## [TASK PROMPT]
Omit the pictures and output every entry below exactly as written.

Point placement records:
(begin)

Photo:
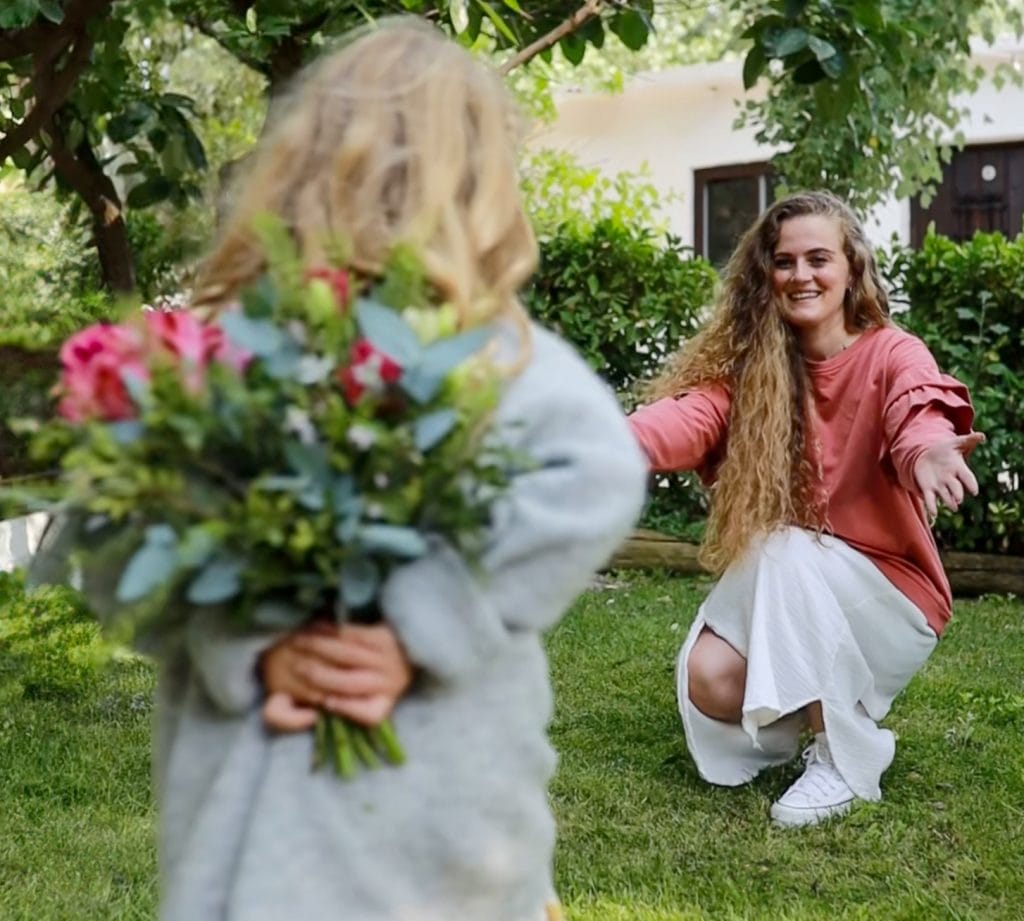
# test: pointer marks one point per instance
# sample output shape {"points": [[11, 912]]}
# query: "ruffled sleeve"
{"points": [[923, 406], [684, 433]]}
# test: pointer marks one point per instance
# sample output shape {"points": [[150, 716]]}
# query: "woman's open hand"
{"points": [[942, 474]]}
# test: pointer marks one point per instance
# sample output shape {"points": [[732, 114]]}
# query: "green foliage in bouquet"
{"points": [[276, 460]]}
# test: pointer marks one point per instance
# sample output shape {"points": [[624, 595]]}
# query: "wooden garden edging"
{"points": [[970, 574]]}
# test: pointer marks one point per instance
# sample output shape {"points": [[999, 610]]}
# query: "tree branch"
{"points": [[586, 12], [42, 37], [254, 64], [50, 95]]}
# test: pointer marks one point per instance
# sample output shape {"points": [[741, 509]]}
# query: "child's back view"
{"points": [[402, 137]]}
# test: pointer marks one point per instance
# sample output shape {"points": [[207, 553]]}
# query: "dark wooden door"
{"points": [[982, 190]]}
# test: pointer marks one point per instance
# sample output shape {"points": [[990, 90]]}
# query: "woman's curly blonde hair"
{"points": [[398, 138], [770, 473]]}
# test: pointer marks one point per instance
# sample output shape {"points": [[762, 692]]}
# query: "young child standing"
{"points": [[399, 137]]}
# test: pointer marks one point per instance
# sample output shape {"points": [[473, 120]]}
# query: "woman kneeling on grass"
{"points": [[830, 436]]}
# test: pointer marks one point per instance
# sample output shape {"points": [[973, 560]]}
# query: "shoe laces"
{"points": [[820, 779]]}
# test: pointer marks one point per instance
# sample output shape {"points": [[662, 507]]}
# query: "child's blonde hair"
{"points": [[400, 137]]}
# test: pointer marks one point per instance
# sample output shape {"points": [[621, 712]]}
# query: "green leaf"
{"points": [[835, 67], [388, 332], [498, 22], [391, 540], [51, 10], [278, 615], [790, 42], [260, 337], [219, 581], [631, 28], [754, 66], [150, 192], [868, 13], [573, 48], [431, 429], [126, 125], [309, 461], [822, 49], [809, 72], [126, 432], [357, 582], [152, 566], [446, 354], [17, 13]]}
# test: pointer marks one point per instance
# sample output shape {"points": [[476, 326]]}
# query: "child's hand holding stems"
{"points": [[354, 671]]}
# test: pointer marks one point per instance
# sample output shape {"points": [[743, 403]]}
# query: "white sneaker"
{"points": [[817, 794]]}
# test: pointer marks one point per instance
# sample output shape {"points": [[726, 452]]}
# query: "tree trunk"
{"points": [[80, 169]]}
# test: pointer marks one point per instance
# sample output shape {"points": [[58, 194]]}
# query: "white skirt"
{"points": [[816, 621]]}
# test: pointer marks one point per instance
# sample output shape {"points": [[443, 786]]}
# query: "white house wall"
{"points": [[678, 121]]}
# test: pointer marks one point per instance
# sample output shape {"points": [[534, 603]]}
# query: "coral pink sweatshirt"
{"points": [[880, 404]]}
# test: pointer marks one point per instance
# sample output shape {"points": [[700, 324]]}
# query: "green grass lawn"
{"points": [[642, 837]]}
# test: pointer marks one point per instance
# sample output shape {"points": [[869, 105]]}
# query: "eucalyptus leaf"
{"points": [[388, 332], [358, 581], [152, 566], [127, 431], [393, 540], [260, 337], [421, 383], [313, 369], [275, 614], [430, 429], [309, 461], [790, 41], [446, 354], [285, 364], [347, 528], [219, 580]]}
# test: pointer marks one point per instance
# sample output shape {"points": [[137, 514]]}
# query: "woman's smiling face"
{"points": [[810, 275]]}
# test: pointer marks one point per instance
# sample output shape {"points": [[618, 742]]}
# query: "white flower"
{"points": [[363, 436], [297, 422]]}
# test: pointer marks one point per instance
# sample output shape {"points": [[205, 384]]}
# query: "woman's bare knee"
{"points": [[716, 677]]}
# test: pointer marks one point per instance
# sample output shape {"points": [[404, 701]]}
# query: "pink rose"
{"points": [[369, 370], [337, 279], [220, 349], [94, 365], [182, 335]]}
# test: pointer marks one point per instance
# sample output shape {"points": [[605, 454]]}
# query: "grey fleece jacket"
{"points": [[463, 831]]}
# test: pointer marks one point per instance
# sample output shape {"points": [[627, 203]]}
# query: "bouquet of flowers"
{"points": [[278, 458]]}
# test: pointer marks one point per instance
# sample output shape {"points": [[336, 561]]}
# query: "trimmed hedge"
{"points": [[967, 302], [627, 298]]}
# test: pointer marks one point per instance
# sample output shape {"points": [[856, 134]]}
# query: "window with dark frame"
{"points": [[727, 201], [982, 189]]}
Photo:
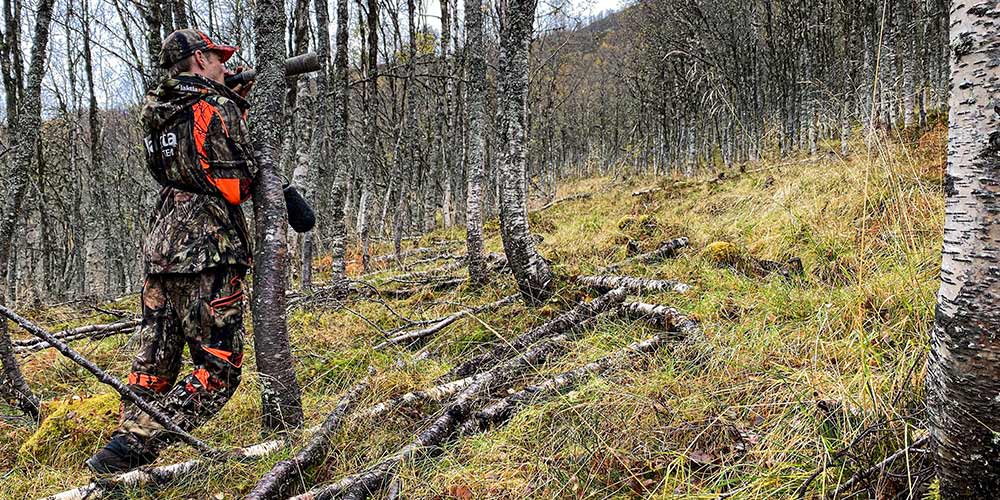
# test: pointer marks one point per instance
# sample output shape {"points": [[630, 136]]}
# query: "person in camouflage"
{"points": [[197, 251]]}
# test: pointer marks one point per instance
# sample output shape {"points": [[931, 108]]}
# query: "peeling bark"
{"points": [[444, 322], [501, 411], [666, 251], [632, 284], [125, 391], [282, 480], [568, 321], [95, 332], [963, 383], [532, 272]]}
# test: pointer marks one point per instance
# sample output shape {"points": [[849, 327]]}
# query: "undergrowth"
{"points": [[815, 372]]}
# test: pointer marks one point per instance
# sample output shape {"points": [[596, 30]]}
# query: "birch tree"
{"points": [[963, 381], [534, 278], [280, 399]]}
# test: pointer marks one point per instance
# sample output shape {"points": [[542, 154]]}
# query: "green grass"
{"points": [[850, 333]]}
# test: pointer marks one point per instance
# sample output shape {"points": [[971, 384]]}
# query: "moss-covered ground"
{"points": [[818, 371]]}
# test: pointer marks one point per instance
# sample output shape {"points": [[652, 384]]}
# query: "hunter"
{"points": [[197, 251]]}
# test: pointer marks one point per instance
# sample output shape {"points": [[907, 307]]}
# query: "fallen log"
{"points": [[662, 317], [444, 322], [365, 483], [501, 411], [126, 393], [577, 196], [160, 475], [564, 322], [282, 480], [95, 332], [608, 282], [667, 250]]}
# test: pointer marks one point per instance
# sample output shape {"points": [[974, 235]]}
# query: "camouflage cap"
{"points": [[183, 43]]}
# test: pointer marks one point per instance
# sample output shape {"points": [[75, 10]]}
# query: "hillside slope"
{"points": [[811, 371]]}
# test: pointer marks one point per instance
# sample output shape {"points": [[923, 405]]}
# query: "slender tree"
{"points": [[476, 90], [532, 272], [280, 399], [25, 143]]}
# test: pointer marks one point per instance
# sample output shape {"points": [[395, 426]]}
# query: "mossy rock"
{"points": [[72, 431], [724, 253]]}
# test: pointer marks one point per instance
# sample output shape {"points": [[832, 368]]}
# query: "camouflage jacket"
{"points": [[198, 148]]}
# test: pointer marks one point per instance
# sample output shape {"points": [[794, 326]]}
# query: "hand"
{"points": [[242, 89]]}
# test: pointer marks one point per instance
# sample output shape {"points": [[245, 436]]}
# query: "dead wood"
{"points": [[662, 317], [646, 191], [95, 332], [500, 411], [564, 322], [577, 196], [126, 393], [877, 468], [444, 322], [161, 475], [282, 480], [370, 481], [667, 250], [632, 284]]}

(end)

## [EXERCISE OUTPUT]
Photo:
# test: pointer marks one point per instance
# sample output shape {"points": [[11, 912]]}
# query: "ruffled sleeve"
{"points": [[923, 406], [684, 433]]}
# test: pointer marks one point per instance
# sample output shape {"points": [[150, 716]]}
# query: "woman's open hand"
{"points": [[942, 474]]}
# test: pointer marks one point per instance
# sample output shape {"points": [[732, 114]]}
# query: "green foliage in bouquet"
{"points": [[276, 460]]}
# test: pointer marks one point per instance
# sample output shape {"points": [[624, 595]]}
# query: "wooden garden edging"
{"points": [[970, 574]]}
# test: pointer marks one point per instance
# sample output shape {"points": [[999, 610]]}
# query: "tree branch"
{"points": [[586, 12], [42, 37], [254, 64], [50, 95]]}
# test: pointer marks one point per instance
# sample output shape {"points": [[741, 509]]}
# query: "child's back view"
{"points": [[402, 137]]}
# test: pointer marks one point per instance
# sample output shape {"points": [[207, 553]]}
# query: "dark wooden door"
{"points": [[982, 190]]}
# test: pointer marks one point per instance
# sample output shape {"points": [[990, 90]]}
# query: "woman's curly blonde hair"
{"points": [[398, 138], [770, 473]]}
# test: pointer marks one point per instance
# sample output shape {"points": [[762, 692]]}
# query: "young child standing"
{"points": [[399, 137]]}
# test: pointer marks one point per instance
# sample output shape {"points": [[473, 120]]}
# query: "woman kneeling on grass"
{"points": [[830, 436]]}
# test: pointer marks one point per instance
# sample output shape {"points": [[973, 560]]}
# query: "shoe laces"
{"points": [[820, 779]]}
# test: pointer marks one point per instance
# sample output shape {"points": [[662, 507]]}
# query: "child's blonde hair"
{"points": [[400, 137]]}
# test: pointer marks one point per instance
# sample output shape {"points": [[621, 712]]}
# query: "green leaf"
{"points": [[835, 67], [388, 332], [498, 22], [391, 540], [51, 10], [278, 615], [790, 42], [260, 337], [219, 581], [631, 28], [754, 66], [150, 192], [868, 13], [573, 48], [431, 429], [126, 125], [309, 461], [822, 49], [809, 72], [126, 432], [357, 582], [152, 566], [446, 354], [17, 13]]}
# test: pointer marks one point per instance
# sample output shape {"points": [[476, 326]]}
# query: "child's hand holding stems"
{"points": [[354, 671]]}
# test: pointer marks one point per instance
# sample output shape {"points": [[743, 403]]}
# query: "white sneaker"
{"points": [[817, 794]]}
# test: pointer marks one point per instance
# sample output shape {"points": [[726, 452]]}
# query: "tree trunk"
{"points": [[80, 169]]}
# test: pointer marks one point per instance
# sample output shape {"points": [[58, 194]]}
# query: "white skirt"
{"points": [[816, 621]]}
# test: pointer marks one point per instance
# sample output shape {"points": [[443, 786]]}
# query: "white house wall"
{"points": [[678, 121]]}
# test: pointer marks one point per instance
# sample output shape {"points": [[534, 603]]}
# query: "coral pink sweatshirt"
{"points": [[880, 404]]}
# test: pointer marks one point per instance
# sample output shape {"points": [[700, 324]]}
# query: "green grass lawn"
{"points": [[642, 837]]}
# test: pointer marks one point per instance
# sample output shape {"points": [[869, 105]]}
# query: "eucalyptus leaf"
{"points": [[388, 332], [358, 581], [152, 566], [127, 431], [393, 540], [260, 337], [421, 383], [313, 369], [275, 614], [430, 429], [309, 461], [790, 41], [446, 354], [285, 364], [347, 528], [219, 580]]}
# test: pointer marks one point per instance
# sample output shape {"points": [[137, 514]]}
# query: "woman's smiling face"
{"points": [[810, 275]]}
# test: pointer marks one point per instance
# sample output shape {"points": [[618, 742]]}
# query: "white flower"
{"points": [[363, 436], [297, 422]]}
# test: pointer marks one point per instance
# sample output shape {"points": [[205, 384]]}
# query: "woman's bare knee"
{"points": [[716, 677]]}
# test: pointer marks one point per instance
# sample output shape {"points": [[404, 701]]}
# query: "pink rose"
{"points": [[369, 370], [337, 279], [220, 349], [94, 365], [182, 335]]}
# test: pointer marks one point per instance
# sample output shape {"points": [[605, 454]]}
# query: "grey fleece jacket"
{"points": [[463, 831]]}
# test: pointer marks one point per instance
# sample output shape {"points": [[627, 203]]}
# query: "bouquet of flowers"
{"points": [[278, 458]]}
# test: pointer marks one point per instance
# sample output shape {"points": [[336, 561]]}
# query: "trimmed hedge"
{"points": [[967, 302], [627, 298]]}
# test: pointer marks one point per instance
# sample output shape {"points": [[856, 134]]}
# query: "window with dark frame"
{"points": [[727, 201], [982, 189]]}
Photo:
# test: pointer marks one point per instance
# sample output shape {"points": [[630, 136]]}
# query: "person in camouflage"
{"points": [[197, 251]]}
# test: pointer marks one point per instance
# sample output shape {"points": [[931, 108]]}
# query: "peeling bark"
{"points": [[444, 322], [501, 411], [666, 251], [632, 284], [125, 391], [282, 480], [568, 321], [95, 332], [963, 383], [532, 272]]}
# test: pointer marks one point per instance
# sample output shape {"points": [[849, 327]]}
# query: "undergrowth"
{"points": [[815, 372]]}
# test: pointer marks one point per instance
# sample output shape {"points": [[596, 30]]}
# query: "birch tree"
{"points": [[963, 381], [534, 278], [280, 399]]}
# test: pointer marks one point per instance
# sample output shape {"points": [[542, 154]]}
# query: "green grass"
{"points": [[850, 333]]}
# test: pointer marks one point per instance
# sample output shape {"points": [[971, 384]]}
# query: "moss-covered ground"
{"points": [[818, 371]]}
# test: pointer marks one point per instance
# sample output shape {"points": [[652, 384]]}
# query: "hunter"
{"points": [[197, 251]]}
# test: pointer marks one point per instance
# sample output shape {"points": [[907, 307]]}
# query: "fallen log"
{"points": [[662, 317], [444, 322], [365, 483], [501, 411], [126, 393], [577, 196], [160, 475], [564, 322], [282, 480], [95, 332], [608, 282], [667, 250]]}
# test: pointer marks one point per instance
# sample output shape {"points": [[974, 235]]}
# query: "camouflage cap"
{"points": [[183, 43]]}
# test: pointer marks one point per instance
# sample output shape {"points": [[75, 10]]}
# query: "hillside slope"
{"points": [[811, 371]]}
# test: pointer marks one point per instance
# sample output shape {"points": [[923, 405]]}
# query: "slender tree"
{"points": [[476, 90], [532, 272], [280, 399], [25, 143]]}
# test: pointer marks one point per instance
# sample output shape {"points": [[395, 426]]}
# query: "mossy rock"
{"points": [[72, 431], [724, 253]]}
# test: pointer marks one point per instance
# sample output shape {"points": [[832, 368]]}
# query: "camouflage jacket"
{"points": [[198, 148]]}
# test: pointer marks one point per instance
# sample output shape {"points": [[794, 326]]}
# query: "hand"
{"points": [[242, 89]]}
# test: pointer marks one point per instance
# sample output shape {"points": [[245, 436]]}
# query: "dead wood"
{"points": [[662, 317], [646, 191], [95, 332], [500, 411], [564, 322], [577, 196], [126, 393], [877, 468], [444, 322], [161, 475], [282, 480], [370, 481], [667, 250], [632, 284]]}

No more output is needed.